— Texto fuente —
_ _ _ _ _
Donde se queda el corazón
Alguien dijo alguna vez que el corazón se va quedando a pedazos en las ciudades donde te toca vivir.
No sabía si era verdad hasta que hice el inventario.
Primera parada: Ciudad de México. Estudiante de Economía. Un pedazo de corazón se quedó en las aulas de la UNAM, en las tertulias de café que duraban toda la noche, en la primera vez que entendí que las palabras podían cambiar el mundo.
Segundo destino: Madrid. Estudiante de Periodismo. Otro pedazo se quedó en la Puerta del Sol, en los bares donde los veteranos me enseñaron que ser periodista no era solo escribir: era vivir intensamente para tener algo que contar.
Tercera escala: Nueva York. Los atentados terroristas. Las Torres Gemelas ya no dominaban el horizonte. Un fragmento más del corazón se perdió entre rascacielos, en la energía implacable de una ciudad que nunca duerme, en la certeza de que allí pasaban las cosas que cambiarían todo.
Pero hay una diferencia entre dejar pedazos del corazón y entregarle el corazón completo a una ciudad.
_ _ _ _ _
— Ítems proporcionados —
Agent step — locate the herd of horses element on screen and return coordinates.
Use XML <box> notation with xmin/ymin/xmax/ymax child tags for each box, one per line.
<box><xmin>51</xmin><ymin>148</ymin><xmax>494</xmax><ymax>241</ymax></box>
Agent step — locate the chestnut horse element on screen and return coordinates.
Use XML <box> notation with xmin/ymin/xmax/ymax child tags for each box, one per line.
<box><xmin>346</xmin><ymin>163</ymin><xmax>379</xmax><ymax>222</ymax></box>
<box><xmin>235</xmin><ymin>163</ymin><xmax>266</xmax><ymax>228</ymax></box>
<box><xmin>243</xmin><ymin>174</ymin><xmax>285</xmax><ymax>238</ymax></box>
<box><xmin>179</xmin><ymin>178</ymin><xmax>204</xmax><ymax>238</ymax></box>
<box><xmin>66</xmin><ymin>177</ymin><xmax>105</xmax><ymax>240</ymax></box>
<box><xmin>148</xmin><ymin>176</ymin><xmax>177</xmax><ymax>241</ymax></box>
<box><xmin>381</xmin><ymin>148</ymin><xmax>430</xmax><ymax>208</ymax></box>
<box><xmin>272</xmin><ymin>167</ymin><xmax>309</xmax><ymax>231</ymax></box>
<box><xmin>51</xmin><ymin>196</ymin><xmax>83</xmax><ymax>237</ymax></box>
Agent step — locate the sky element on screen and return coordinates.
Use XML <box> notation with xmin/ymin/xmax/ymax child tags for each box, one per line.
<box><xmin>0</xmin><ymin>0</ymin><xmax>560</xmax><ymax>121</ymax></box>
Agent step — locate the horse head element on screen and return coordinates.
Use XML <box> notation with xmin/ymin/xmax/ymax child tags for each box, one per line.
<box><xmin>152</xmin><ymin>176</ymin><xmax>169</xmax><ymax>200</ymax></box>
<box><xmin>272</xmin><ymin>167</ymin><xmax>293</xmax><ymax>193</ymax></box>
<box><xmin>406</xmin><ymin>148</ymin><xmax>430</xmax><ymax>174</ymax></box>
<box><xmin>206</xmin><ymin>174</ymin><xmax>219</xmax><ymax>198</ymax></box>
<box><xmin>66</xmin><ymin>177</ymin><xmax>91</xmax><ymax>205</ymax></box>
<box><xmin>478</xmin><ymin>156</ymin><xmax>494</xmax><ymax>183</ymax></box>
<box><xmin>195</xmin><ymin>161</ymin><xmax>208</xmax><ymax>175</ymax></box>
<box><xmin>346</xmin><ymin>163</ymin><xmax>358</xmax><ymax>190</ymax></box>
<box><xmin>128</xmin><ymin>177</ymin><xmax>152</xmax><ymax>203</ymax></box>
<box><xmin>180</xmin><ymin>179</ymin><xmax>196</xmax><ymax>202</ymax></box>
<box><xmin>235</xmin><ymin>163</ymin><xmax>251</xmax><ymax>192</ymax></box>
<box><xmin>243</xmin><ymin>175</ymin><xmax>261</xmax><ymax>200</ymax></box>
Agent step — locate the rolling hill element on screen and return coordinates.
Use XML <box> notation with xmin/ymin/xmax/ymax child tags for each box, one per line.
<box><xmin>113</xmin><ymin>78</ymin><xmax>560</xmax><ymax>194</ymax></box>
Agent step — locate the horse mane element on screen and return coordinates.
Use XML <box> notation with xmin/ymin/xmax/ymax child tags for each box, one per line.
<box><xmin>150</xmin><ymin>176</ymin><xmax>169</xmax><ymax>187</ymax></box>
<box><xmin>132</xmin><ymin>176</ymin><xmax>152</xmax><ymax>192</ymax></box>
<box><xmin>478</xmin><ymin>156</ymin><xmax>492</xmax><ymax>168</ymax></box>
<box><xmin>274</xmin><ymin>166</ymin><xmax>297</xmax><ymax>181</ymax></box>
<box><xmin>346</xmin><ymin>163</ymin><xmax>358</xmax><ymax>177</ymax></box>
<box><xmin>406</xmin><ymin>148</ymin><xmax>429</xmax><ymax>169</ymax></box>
_ _ _ _ _
Retoma el texto sobre el corazón repartido entre ciudades y continúalo a partir de su última oración. Los ítems no son necesarios para resolver esto.

La revelación llegó en Washington, cubriendo elecciones. Era mi séptima ciudad. Mi decimoquinto año como corresponsal. Esa noche, solo en un hotel idéntico a mil otros, me pregunté: ¿en cuál de todas podría envejecer? La respuesta fue escalofriante: en ninguna.
Santiago de Compostela me enseñó algo diferente. Llegué por una historia sobre el Camino de Santiago. Me quedé tres meses. El ritmo era humano. Las piedras contaban historias de mil años. Por primera vez en décadas pensé: aquí se puede vivir, no solo sobrevivir. Pero aún era muy pronto y seguía convencido de que las mejores historias estaban siempre en otra parte.
Tijuana. Dos años cubriendo la frontera más compleja del mundo. El corazón sangró allí. No se quedó un pedazo: se abrió una herida. Ver tanta injusticia, tanta esperanza truncada, tanta vida desperdiciada… Tijuana me enseñó que algunas ciudades no se quedan con pedazos de tu corazón: te devuelven pedazos rotos.
Y entonces llegué a Guadalajara.
Venía a hacer noticiarios de televisión. A la par, volví a hacer radio, como en mis orígenes. Y volví a escribir en un diario, en este. Primera sorpresa: no me fui. Segunda: no quise irme. Tercera: dieciocho años después, sigo sin querer irme.
¿Por qué Guadalajara se quedó con más que pedazos? Tal vez porque finalmente tenía la edad para comprometerme con una ciudad. Ya no buscaba la noticia perfecta en el lugar perfecto: buscaba el lugar perfecto para vivir las noticias que importan.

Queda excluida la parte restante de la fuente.